__Excerpted data__.
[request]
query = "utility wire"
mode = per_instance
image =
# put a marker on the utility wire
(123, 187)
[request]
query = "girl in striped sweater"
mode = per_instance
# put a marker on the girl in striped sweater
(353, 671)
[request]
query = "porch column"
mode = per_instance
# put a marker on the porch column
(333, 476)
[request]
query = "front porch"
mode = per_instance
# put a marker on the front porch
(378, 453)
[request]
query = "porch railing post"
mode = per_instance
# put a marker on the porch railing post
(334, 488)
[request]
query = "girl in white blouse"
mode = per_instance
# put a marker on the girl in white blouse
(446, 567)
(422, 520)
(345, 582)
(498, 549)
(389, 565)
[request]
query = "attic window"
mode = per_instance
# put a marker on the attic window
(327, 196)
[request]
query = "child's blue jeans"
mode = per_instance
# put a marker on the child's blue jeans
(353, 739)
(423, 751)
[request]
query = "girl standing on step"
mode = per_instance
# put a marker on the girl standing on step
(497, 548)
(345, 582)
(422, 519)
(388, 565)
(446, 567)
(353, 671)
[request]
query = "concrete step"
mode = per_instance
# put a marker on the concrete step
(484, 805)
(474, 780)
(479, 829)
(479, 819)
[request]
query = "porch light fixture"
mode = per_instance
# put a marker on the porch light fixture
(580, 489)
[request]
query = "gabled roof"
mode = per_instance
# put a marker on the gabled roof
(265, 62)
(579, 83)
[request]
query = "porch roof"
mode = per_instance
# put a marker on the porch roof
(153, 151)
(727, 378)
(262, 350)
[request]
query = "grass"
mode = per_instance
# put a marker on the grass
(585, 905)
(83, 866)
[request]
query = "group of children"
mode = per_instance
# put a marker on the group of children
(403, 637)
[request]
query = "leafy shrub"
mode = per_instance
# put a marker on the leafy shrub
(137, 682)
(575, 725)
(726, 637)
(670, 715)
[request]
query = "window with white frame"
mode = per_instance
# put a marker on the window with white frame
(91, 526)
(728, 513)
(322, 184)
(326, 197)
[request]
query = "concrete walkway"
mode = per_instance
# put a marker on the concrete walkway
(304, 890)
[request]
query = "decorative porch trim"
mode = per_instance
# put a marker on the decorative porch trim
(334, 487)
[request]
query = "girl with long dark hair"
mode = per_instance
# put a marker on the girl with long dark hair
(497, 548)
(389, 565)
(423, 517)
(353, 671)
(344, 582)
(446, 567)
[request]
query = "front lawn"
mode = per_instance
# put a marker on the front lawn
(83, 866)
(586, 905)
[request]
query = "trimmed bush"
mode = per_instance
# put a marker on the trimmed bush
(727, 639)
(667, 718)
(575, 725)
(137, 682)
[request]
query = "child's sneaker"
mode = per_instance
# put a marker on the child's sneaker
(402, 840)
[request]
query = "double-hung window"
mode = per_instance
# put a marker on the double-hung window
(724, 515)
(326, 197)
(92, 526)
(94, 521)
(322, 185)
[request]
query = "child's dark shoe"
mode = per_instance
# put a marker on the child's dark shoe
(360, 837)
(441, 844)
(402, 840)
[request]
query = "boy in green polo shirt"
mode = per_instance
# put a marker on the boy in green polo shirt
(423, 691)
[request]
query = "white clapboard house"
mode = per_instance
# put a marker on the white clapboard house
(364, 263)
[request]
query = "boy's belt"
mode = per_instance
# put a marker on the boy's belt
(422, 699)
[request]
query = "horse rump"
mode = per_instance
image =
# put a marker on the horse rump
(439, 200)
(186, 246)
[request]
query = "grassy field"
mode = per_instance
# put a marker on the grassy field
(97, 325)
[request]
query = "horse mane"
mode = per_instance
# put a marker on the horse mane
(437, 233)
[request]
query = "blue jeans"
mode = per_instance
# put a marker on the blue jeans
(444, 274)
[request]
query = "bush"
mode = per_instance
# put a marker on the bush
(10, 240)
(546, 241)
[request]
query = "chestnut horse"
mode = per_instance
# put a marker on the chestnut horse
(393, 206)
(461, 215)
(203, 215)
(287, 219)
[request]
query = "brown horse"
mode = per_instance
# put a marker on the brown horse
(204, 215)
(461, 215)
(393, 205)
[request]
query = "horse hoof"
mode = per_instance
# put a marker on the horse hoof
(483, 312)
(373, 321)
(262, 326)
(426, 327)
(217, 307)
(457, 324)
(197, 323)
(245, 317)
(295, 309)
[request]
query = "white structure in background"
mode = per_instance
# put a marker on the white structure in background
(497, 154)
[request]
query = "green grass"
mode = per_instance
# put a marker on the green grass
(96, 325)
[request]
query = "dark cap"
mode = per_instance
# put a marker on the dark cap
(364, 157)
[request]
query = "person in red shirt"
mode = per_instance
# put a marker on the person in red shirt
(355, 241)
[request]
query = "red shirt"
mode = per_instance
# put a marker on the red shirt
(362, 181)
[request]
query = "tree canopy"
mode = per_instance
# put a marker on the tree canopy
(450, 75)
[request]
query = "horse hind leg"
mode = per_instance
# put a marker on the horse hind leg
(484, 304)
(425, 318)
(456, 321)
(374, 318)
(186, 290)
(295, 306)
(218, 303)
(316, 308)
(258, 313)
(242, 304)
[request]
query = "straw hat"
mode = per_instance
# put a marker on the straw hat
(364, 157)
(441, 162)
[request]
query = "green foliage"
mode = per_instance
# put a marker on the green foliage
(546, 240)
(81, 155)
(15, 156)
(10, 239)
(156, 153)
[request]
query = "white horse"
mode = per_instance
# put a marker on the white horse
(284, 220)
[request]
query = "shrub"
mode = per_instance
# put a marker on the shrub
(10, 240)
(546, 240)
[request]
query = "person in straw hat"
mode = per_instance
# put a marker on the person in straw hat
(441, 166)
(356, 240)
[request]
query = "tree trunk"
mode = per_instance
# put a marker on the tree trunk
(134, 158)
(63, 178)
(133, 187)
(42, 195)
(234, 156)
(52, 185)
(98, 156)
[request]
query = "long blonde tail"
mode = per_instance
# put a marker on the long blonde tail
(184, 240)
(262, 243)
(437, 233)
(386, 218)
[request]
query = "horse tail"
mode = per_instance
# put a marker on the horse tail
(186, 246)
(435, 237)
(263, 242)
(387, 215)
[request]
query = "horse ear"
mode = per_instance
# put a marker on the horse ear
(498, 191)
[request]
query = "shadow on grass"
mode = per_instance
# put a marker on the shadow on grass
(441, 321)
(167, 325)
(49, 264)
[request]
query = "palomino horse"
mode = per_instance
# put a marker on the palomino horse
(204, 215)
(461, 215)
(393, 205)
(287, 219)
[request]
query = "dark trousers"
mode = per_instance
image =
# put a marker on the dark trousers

__Task prompt__. Return all of the data precisely as it appears.

__Task output__.
[request]
query = "utility wire"
mode = per_instance
image =
# put a marker on the utility wire
(123, 187)
[request]
query = "girl in striped sweater"
mode = per_instance
# put a marker on the girl in striped sweater
(353, 671)
[request]
query = "porch column"
mode = per_instance
# put a marker on the porch column
(333, 476)
[request]
query = "front porch"
mode = per_instance
# put a marker on the front porch
(378, 453)
[request]
query = "porch railing post"
mode = per_instance
# put a marker on the porch railing post
(334, 488)
[request]
query = "girl in white blouse"
mode = per_instance
# put a marker on the girl in white blouse
(446, 567)
(422, 520)
(345, 582)
(498, 549)
(389, 565)
[request]
query = "attic window"
mode = per_instance
# put a marker on the attic window
(327, 196)
[request]
query = "child's blue jeans"
mode = per_instance
# put a marker on the child's blue jeans
(353, 739)
(423, 751)
[request]
query = "girl standing on step"
mode = per_instance
# put a marker on the girl standing on step
(497, 548)
(345, 582)
(422, 519)
(388, 565)
(446, 567)
(353, 671)
[request]
query = "concrete step"
mode = per_instance
# put a marker on the concrete step
(484, 805)
(474, 780)
(479, 829)
(479, 819)
[request]
query = "porch light fixture"
mode = per_instance
# put a marker on the porch light fixture
(580, 489)
[request]
query = "gabled roof"
mode = per_instance
# put a marker on the gabled roof
(265, 62)
(579, 83)
[request]
query = "porch roof"
mode = per_instance
# put a marker on the porch roof
(153, 151)
(727, 378)
(262, 350)
[request]
query = "grass"
mode = per_instance
# put a marker on the grass
(585, 905)
(83, 866)
[request]
query = "group of children"
mode = per_instance
# put a marker on the group of children
(403, 637)
[request]
query = "leafy shrub"
mode = per_instance
# put a marker on the leafy shrub
(137, 682)
(575, 725)
(726, 637)
(670, 715)
[request]
query = "window with white frame"
mode = per_instance
# put a marker on the window with white frame
(91, 526)
(728, 513)
(322, 184)
(326, 197)
[request]
query = "concrete walkway"
mode = per_instance
# put a marker on the concrete walkway
(304, 890)
[request]
query = "decorative porch trim"
mode = per_instance
# put a marker on the decorative porch trim
(334, 487)
[request]
query = "girl with long dark hair"
mode = per_instance
# put a marker on the girl with long dark hair
(497, 548)
(389, 565)
(423, 517)
(353, 671)
(344, 582)
(446, 567)
[request]
query = "front lawn"
mode = per_instance
# put a marker on the front lawn
(83, 866)
(586, 905)
[request]
query = "trimmed bush"
mode = per_instance
# put a marker on the trimmed bush
(727, 639)
(667, 718)
(575, 725)
(137, 682)
[request]
query = "child's sneaker"
mode = per_instance
# put a marker on the child's sneaker
(402, 840)
[request]
query = "double-hung window"
mode = per_instance
# put a marker on the double-hung window
(724, 515)
(326, 197)
(92, 526)
(94, 521)
(322, 185)
[request]
query = "child's dark shoe"
mode = per_instance
# put a marker on the child's dark shoe
(360, 837)
(441, 844)
(402, 840)
[request]
query = "boy in green polo shirt"
mode = per_instance
# put a marker on the boy in green polo shirt
(423, 691)
[request]
query = "white clapboard house"
mode = per_instance
# put a marker on the white clapboard house
(364, 263)
[request]
query = "boy's belt"
mode = per_instance
# put a marker on the boy's belt
(422, 699)
[request]
query = "horse rump"
mode = per_instance
image =
# put a marker on the horse rump
(439, 200)
(186, 246)
[request]
query = "grassy field"
mode = per_instance
# put a marker on the grassy field
(97, 325)
[request]
query = "horse mane"
mode = per_instance
# put a marker on the horse mane
(437, 233)
[request]
query = "blue jeans"
mode = per_instance
# put a marker on the blue jeans
(444, 274)
[request]
query = "bush"
mode = per_instance
# put a marker on the bush
(10, 240)
(546, 241)
[request]
query = "chestnut horse"
mode = per_instance
# put a marker on the chestnut horse
(393, 206)
(461, 215)
(203, 215)
(287, 219)
[request]
query = "brown horse"
mode = per_instance
# put a marker on the brown horse
(204, 215)
(461, 215)
(393, 205)
[request]
query = "horse hoof"
mode = per_instance
# put a marker on the horse hoof
(483, 312)
(373, 321)
(262, 326)
(426, 327)
(217, 307)
(457, 324)
(197, 323)
(245, 317)
(295, 309)
[request]
query = "white structure in background"
mode = per_instance
# put a marker on the white structure in background
(497, 154)
[request]
query = "green grass"
mode = per_instance
# put a marker on the green grass
(96, 325)
[request]
query = "dark cap"
mode = per_instance
# put a marker on the dark cap
(364, 157)
[request]
query = "person in red shirt"
mode = per_instance
# put a marker on the person in red shirt
(355, 241)
[request]
query = "red shirt"
mode = per_instance
# put a marker on the red shirt
(362, 181)
[request]
query = "tree canopy"
mode = per_instance
# put a marker on the tree canopy
(450, 75)
[request]
query = "horse hind leg"
mode = per_instance
# put a marker on the horse hind leg
(484, 304)
(425, 318)
(456, 321)
(374, 318)
(186, 290)
(295, 306)
(218, 303)
(316, 308)
(258, 313)
(242, 304)
[request]
query = "straw hat"
mode = per_instance
# put a marker on the straw hat
(364, 157)
(441, 162)
[request]
query = "green foliage"
mode = per_instance
# put a marker on the green foliage
(546, 240)
(81, 155)
(15, 156)
(10, 239)
(156, 153)
[request]
query = "white horse"
mode = per_instance
# put a marker on the white horse
(284, 220)
[request]
query = "shrub"
mode = per_instance
# put a marker on the shrub
(10, 240)
(546, 240)
[request]
query = "person in straw hat"
mode = per_instance
# put a marker on the person in straw hat
(441, 166)
(356, 240)
[request]
query = "tree trunk"
mode = per_instance
# put a marker on the tree trunk
(134, 158)
(63, 178)
(133, 187)
(42, 195)
(234, 156)
(52, 185)
(98, 156)
[request]
query = "long blonde tail"
mode = per_instance
# put a marker on the long blonde tail
(184, 240)
(262, 243)
(437, 233)
(386, 218)
[request]
query = "horse tail"
mode = per_instance
# put a marker on the horse tail
(186, 246)
(435, 237)
(263, 242)
(387, 215)
[request]
query = "horse ear"
mode = per_instance
# put a marker on the horse ear
(498, 191)
[request]
query = "shadow on grass"
mode = per_instance
# put a marker on the shadow on grass
(441, 321)
(167, 325)
(49, 264)
[request]
query = "palomino horse"
mode = per_instance
# put a marker on the palomino horse
(204, 215)
(461, 215)
(393, 205)
(287, 219)
[request]
query = "dark trousers"
mode = per_instance
image =
# put a marker on the dark trousers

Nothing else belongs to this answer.